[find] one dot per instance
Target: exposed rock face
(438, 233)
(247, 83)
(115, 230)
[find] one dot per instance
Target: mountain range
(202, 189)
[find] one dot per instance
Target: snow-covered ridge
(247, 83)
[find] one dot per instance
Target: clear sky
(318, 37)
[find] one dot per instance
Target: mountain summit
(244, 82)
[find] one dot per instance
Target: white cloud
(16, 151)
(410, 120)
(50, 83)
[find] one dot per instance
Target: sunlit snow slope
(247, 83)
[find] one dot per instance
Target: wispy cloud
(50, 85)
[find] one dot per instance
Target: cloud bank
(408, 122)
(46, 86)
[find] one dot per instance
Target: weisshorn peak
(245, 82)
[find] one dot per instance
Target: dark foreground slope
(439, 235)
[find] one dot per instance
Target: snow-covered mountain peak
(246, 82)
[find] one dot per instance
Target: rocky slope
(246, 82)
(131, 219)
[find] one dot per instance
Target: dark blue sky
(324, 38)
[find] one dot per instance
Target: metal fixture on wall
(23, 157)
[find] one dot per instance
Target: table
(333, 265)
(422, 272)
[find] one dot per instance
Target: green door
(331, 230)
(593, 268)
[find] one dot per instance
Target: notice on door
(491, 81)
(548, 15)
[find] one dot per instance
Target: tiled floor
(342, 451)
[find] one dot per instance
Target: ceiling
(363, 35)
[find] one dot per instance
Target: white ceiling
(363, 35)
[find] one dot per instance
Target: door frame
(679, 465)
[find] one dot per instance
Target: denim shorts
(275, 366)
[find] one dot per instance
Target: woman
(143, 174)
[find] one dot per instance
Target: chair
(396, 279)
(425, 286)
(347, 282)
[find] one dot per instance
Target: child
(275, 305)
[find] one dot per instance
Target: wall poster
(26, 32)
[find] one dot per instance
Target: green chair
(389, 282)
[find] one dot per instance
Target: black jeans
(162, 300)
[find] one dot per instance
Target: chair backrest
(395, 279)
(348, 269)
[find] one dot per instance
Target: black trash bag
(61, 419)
□ □ □ □
Copy every line of the records word for word.

→ **Answer in full**
[find] one dot per instance
Target: exposed rock face
(438, 233)
(247, 83)
(115, 230)
[find] one dot per instance
Target: mountain range
(202, 189)
[find] one dot per instance
Target: snow-covered ridge
(247, 83)
[find] one dot per instance
Target: clear sky
(318, 37)
[find] one dot per instance
Target: mountain summit
(244, 82)
[find] one dot per instance
Target: white cloud
(16, 151)
(410, 120)
(50, 83)
[find] one dot per instance
Target: sunlit snow slope
(247, 83)
[find] one dot per instance
Target: wispy cloud
(50, 85)
[find] one dot per instance
Target: cloud bank
(408, 122)
(46, 86)
[find] one dot per instance
Target: weisshorn peak
(245, 82)
[find] one dot per instance
Target: dark foreground slope
(439, 235)
[find] one dot per instance
Target: snow-covered mountain peak
(246, 82)
[find] one dot per instance
Target: rocky slope
(246, 82)
(131, 219)
[find] one dot per instance
Target: dark blue sky
(324, 38)
[find] one dot per instance
Target: metal fixture on wall
(23, 157)
[find] one dot per instance
Target: table
(333, 265)
(422, 272)
[find] one dot per instance
Target: green door
(331, 230)
(593, 268)
[find] one dot per instance
Target: notice on door
(491, 81)
(548, 15)
[find] one dot per instance
Target: tiled floor
(342, 451)
[find] one dot per instance
Target: ceiling
(363, 35)
[find] one dot per instance
Target: white ceiling
(363, 35)
[find] one dot per instance
Target: door frame
(679, 465)
[find] one dot per instance
Target: denim shorts
(275, 366)
[find] one dot per instance
Target: woman
(143, 174)
[find] one dot per instance
Target: chair
(396, 279)
(425, 286)
(347, 282)
[find] one dot per instance
Target: child
(275, 305)
[find] one dot per instance
Target: wall poster
(26, 32)
[find] one dot per instance
Target: green chair
(389, 282)
[find] one dot per instance
Target: black jeans
(162, 300)
[find] one dot per instance
Target: chair backrest
(395, 279)
(348, 269)
[find] one dot per instance
Target: black trash bag
(61, 419)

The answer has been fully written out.